What is required
The answer must be the data, repeated exactly.

[Dataset entries]

===

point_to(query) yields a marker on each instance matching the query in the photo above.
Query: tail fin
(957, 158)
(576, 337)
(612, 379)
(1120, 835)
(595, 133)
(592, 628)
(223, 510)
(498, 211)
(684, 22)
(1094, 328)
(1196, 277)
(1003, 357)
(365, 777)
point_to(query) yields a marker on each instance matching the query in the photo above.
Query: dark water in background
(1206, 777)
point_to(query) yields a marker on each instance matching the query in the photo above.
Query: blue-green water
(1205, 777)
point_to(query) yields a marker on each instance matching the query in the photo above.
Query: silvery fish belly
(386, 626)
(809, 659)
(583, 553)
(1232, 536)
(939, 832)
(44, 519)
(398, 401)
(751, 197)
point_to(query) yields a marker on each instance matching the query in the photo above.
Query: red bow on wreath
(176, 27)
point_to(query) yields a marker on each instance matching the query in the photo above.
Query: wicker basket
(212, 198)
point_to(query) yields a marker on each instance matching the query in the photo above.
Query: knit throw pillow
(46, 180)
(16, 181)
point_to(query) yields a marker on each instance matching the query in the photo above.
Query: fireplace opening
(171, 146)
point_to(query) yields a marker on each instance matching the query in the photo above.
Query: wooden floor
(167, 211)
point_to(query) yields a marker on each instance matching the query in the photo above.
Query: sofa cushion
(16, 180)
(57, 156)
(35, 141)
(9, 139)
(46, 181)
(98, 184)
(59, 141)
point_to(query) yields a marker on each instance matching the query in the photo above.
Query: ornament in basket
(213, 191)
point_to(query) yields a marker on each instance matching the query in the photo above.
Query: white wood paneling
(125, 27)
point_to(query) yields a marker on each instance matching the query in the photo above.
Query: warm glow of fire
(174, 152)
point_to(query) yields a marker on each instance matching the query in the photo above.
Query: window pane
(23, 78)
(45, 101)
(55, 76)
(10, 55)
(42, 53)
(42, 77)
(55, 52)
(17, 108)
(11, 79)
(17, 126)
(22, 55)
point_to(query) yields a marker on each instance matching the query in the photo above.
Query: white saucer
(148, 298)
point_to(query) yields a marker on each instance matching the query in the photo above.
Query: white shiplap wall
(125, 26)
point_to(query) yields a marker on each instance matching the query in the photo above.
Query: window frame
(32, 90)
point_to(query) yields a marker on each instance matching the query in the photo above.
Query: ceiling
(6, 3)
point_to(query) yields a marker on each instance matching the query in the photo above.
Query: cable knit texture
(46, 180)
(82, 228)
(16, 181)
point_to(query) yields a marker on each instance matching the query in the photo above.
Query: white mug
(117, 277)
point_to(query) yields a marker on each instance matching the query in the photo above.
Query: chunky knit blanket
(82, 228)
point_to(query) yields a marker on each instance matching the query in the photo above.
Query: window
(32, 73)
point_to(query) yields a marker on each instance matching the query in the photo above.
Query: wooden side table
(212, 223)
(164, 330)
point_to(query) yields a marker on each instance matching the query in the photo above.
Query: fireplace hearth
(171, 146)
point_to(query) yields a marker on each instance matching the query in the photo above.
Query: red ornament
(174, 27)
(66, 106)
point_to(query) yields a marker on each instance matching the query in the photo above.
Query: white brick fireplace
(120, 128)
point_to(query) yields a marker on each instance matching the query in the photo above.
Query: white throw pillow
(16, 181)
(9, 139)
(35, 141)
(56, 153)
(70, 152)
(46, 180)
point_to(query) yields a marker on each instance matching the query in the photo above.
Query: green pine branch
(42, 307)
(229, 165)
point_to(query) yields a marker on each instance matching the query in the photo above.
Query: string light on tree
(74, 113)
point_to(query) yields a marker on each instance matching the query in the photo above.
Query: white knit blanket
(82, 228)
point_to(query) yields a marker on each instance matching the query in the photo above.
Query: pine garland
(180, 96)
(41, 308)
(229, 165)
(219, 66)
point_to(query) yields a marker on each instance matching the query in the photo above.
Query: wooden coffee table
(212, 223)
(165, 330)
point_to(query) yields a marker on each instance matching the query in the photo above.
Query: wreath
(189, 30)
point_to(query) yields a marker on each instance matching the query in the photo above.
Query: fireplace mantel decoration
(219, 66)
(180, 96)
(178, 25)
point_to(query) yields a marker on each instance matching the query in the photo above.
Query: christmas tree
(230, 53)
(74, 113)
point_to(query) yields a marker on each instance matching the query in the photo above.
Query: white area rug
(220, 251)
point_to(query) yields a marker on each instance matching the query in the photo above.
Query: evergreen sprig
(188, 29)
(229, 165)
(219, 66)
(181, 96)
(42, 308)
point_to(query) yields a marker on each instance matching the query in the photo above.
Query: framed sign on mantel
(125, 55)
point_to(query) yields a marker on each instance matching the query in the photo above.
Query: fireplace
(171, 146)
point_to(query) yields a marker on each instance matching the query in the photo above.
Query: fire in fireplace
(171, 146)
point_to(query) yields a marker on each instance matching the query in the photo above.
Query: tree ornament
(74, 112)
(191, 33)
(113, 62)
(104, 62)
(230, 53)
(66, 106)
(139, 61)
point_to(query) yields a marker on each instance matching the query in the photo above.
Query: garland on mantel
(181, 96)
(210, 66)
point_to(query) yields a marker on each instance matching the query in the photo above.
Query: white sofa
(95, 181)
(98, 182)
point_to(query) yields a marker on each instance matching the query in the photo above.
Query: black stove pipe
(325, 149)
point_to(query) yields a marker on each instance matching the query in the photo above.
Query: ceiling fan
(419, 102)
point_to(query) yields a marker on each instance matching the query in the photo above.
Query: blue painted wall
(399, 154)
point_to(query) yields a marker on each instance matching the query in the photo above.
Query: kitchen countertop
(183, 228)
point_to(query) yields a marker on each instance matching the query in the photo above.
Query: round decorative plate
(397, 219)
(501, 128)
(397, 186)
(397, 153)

===

The answer
point_to(query) yields a marker on each instance matching the query in the photo above.
Query: tail fin
(957, 158)
(576, 337)
(612, 379)
(1120, 835)
(595, 133)
(592, 628)
(223, 510)
(498, 211)
(684, 22)
(1094, 328)
(1196, 277)
(1003, 357)
(365, 777)
point_to(query) yields a marker on each instance matching the query in the photo above.
Query: dark water in background
(1206, 777)
point_to(query) yields a marker on each instance matching the query in the photo above.
Query: blue-green water
(1205, 777)
point_to(query) yields a marker on each instance matching the query in the photo above.
Query: silvery fish belly
(386, 626)
(809, 659)
(583, 553)
(1232, 536)
(939, 832)
(44, 519)
(398, 401)
(751, 197)
point_to(query) yields a marker on each instance matching the query in the photo above.
Query: red bow on wreath
(176, 27)
point_to(query) yields a marker on each instance matching the query in the photo above.
Query: wicker basket
(212, 198)
point_to(query) yields a marker on each instance matching the query in the photo above.
Query: knit throw pillow
(46, 180)
(16, 181)
point_to(query) yields a marker on each instance matching the query in the photo above.
Query: fireplace opening
(171, 146)
point_to(query) yields a marker on each instance matching the query in the photo above.
Query: wooden floor
(167, 211)
point_to(query) yields a marker on each instance matching the query in the photo above.
Query: sofa cushion
(16, 180)
(57, 156)
(35, 141)
(9, 139)
(46, 181)
(98, 184)
(59, 141)
point_to(query) yields a marker on each instance matching the query in the photo above.
Query: ornament in basket
(213, 191)
point_to(query) yields a marker on each instance matching the query in the photo above.
Query: white wood paneling
(125, 27)
point_to(query) yields a marker on each instance matching the query in the photo above.
Query: warm glow of fire
(174, 152)
point_to(query) yields a marker on each instance matching the query in the photo above.
Query: window pane
(23, 78)
(45, 101)
(55, 76)
(10, 55)
(42, 53)
(42, 77)
(55, 52)
(17, 108)
(11, 79)
(17, 126)
(22, 55)
point_to(query) yields a marker on each instance matching the query in the photo above.
Query: white saucer
(148, 298)
point_to(query) yields a marker on each instance matching the query in the photo above.
Query: white shiplap wall
(125, 26)
point_to(query) yields a marker on each instance matching the query in the photo above.
Query: window frame
(32, 90)
point_to(query) yields a marker on each instance matching the query in the photo above.
Query: ceiling
(6, 3)
point_to(query) yields a marker on each instance matching the query in the photo above.
Query: cable knit texture
(46, 180)
(82, 228)
(16, 181)
point_to(query) yields a marker on each instance matching the query in the photo above.
Query: white mug
(117, 277)
point_to(query) yields a marker on each instance matching the query in the photo above.
Query: chunky knit blanket
(82, 228)
point_to(query) yields a marker on each instance matching the query in the photo above.
Query: window
(32, 73)
point_to(query) yields a marker on each instance matching the query in the photo above.
Query: wooden side table
(212, 223)
(164, 330)
point_to(query) yields a marker on each instance matching the query in the photo above.
Query: fireplace hearth
(171, 146)
point_to(query) yields a marker on each instance matching the query in the photo above.
Query: red ornament
(174, 27)
(66, 106)
point_to(query) yields a marker on each instance matching the query in the photo above.
Query: white brick fireplace
(120, 128)
point_to(query) yields a marker on each instance matching the query in the photo above.
Query: white throw pillow
(16, 181)
(9, 139)
(35, 141)
(56, 153)
(70, 152)
(46, 180)
point_to(query) yields a marker on each instance matching the query in the photo above.
Query: green pine branch
(42, 307)
(229, 165)
point_to(query) yields a marker on each instance matching the query in the photo above.
Query: string light on tree
(74, 113)
point_to(query) yields a marker on each instance matching the query in the photo above.
Query: white knit blanket
(82, 228)
point_to(query) yields a marker on each instance matching the query in the photo above.
Query: pine garland
(180, 96)
(41, 308)
(229, 165)
(219, 66)
point_to(query) yields a marker on each instance matching the query in the photo above.
Query: wooden coffee table
(212, 223)
(165, 330)
point_to(query) yields a marker on each instance matching the query in the photo above.
Query: wreath
(189, 30)
point_to(query) yields a marker on each instance matching the query in the photo above.
Query: fireplace mantel decoration
(219, 66)
(180, 96)
(178, 25)
point_to(query) yields a marker on each instance matching the query in the photo above.
Query: christmas tree
(230, 53)
(74, 113)
point_to(query) yields a marker on each instance matching the query in the photo above.
Query: white area rug
(220, 251)
point_to(query) yields a marker on each instance matching the query in the photo above.
Query: evergreen sprig
(188, 29)
(229, 165)
(219, 66)
(181, 96)
(42, 308)
point_to(query) yields a marker on each instance matching the query in the photo above.
Query: framed sign on mantel
(125, 55)
point_to(query) yields a marker on each instance matching the query in the photo above.
Query: fireplace
(171, 146)
point_to(query) yields a marker on each instance matching the query in the photo above.
Query: fire in fireplace
(171, 146)
point_to(query) yields a marker on each instance matching the query in the photo above.
Query: tree ornament
(74, 112)
(191, 33)
(113, 62)
(104, 62)
(230, 53)
(66, 106)
(139, 61)
point_to(query) yields a marker on each instance matching the query in the photo above.
Query: garland on mantel
(181, 96)
(210, 66)
point_to(query) yields a marker on each instance matching the query in the photo above.
Query: white sofa
(95, 181)
(98, 182)
point_to(query) yields a marker on each instance matching the query in the photo above.
Query: black stove pipe
(325, 149)
point_to(query) yields a marker on each instance matching the query in the photo above.
Query: ceiling fan
(419, 102)
point_to(query) yields a marker on each instance matching the query in the photo above.
Query: blue painted wall
(399, 154)
point_to(query) yields a marker on each instance matching the query in the photo above.
Query: kitchen countertop
(183, 228)
point_to(query) yields a marker on each instance matching the query in the photo above.
Query: round decorative plate
(397, 219)
(501, 128)
(397, 186)
(397, 153)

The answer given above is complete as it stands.